_Stated exercise_: Can you pull out every line below word for word, leaving the pictures out of your answer?

_Working data_:

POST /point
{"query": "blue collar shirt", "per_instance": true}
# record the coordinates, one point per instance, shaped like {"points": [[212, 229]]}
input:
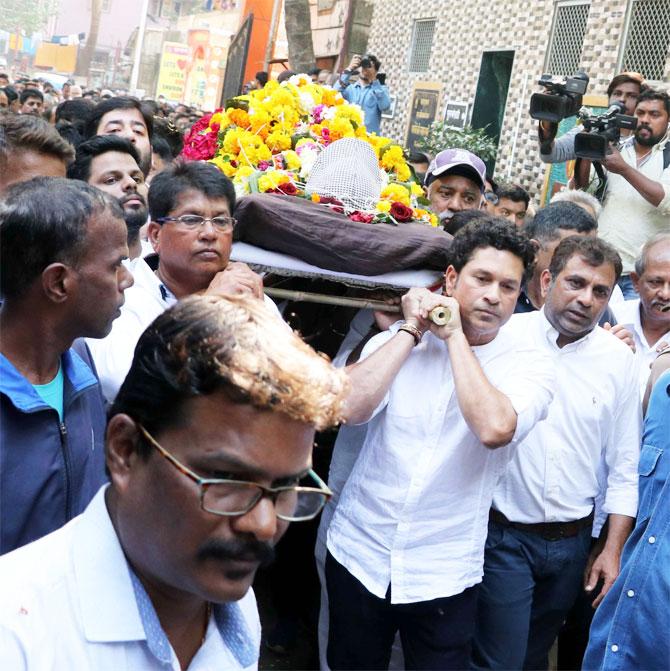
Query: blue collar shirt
{"points": [[630, 629], [373, 99]]}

_Exercise result_:
POST /point
{"query": "blue collar shirt", "per_instance": true}
# record the coordinates, one point per instance, shaped like {"points": [[212, 229]]}
input:
Query: blue collar shirt
{"points": [[630, 629], [373, 99]]}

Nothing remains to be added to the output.